### Permintaan 1
Tulis ulang kata demi kata bagian bacaan dari "Nahwu Wadhih - Dari" sampai "Muslim no. 91)".
### Permintaan 2
Jawab pertanyaan berikut berdasarkan bacaan, dengan tanda (a), (b), dan (c):
(a) Dari sahabat siapa hadis dalam bacaan ini diriwayatkan?
(b) Apa arti sombong menurut bacaan?
(c) Nomor berapa yang dicantumkan untuk riwayat Muslim tersebut?
### Permintaan 3
Tolong ringkas bacaan dalam dua kalimat.

### Bacaan
_ _ _ _ _ _ _

Nahwu Wadhih - Dari Abdullah bin Mas’ud Radhiallahuanhu, Rasulullah shalallahu alaihi wa sallam bersabda,
لَا يَدْخُلُ الْجَنَّةَ مَنْ كَانَ فِي قَلْبِهِ مِثْقَالُ ذَرَّةٍ مِنْ كِبْرٍ قَالَ رَجُلٌ إِنَّ الرَّجُلَ يُحِبُّ أَنْ يَكُونَ ثَوْبُهُ حَسَنًا وَنَعْلُهُ حَسَنَةً قَالَ إِنَّ اللَّهَ جَمِيلٌ يُحِبُّ الْجَمَالَ الْكِبْرُ بَطَرُ الْحَقِّ وَغَمْطُ النَّاسِ
“Tidak akan masuk surga seseorang yang di dalam hatinya terdapat kesombongan sebesar biji sawi.” Ada seseorang yang bertanya, “Bagaimana dengan seorang yang suka memakai baju dan sandal yang bagus?” Beliau menjawab, “Sesungguhnya Allah itu indah dan menyukai keindahan. Sombong adalah menolak kebenaran dan meremehkan orang lain.“ (HR. Muslim no. 91)

_ _ _ _ _ _ _

### Daftar Baris
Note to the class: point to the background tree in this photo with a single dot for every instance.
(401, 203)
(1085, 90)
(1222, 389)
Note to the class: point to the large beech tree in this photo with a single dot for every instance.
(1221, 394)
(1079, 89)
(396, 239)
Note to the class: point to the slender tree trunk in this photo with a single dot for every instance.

_ _ _ _ _ _ _

### Hasil yang Benar 1
Nahwu Wadhih - Dari Abdullah bin Mas’ud Radhiallahuanhu, Rasulullah shalallahu alaihi wa sallam bersabda,
لَا يَدْخُلُ الْجَنَّةَ مَنْ كَانَ فِي قَلْبِهِ مِثْقَالُ ذَرَّةٍ مِنْ كِبْرٍ قَالَ رَجُلٌ إِنَّ الرَّجُلَ يُحِبُّ أَنْ يَكُونَ ثَوْبُهُ حَسَنًا وَنَعْلُهُ حَسَنَةً قَالَ إِنَّ اللَّهَ جَمِيلٌ يُحِبُّ الْجَمَالَ الْكِبْرُ بَطَرُ الْحَقِّ وَغَمْطُ النَّاسِ
“Tidak akan masuk surga seseorang yang di dalam hatinya terdapat kesombongan sebesar biji sawi.” Ada seseorang yang bertanya, “Bagaimana dengan seorang yang suka memakai baju dan sandal yang bagus?” Beliau menjawab, “Sesungguhnya Allah itu indah dan menyukai keindahan. Sombong adalah menolak kebenaran dan meremehkan orang lain.“ (HR. Muslim no. 91)

### Hasil yang Benar 2
(a) Abdullah bin Mas’ud.
(b) Menolak kebenaran dan meremehkan orang lain.
(c) Nomor 91.

### Hasil yang Benar 3
Rasulullah bersabda bahwa orang yang di dalam hatinya terdapat kesombongan sebesar biji sawi tidak akan masuk surga. Ketika ditanya tentang orang yang suka memakai baju dan sandal yang bagus, beliau menjawab bahwa Allah itu indah dan menyukai keindahan, sedangkan sombong adalah menolak kebenaran dan meremehkan orang lain.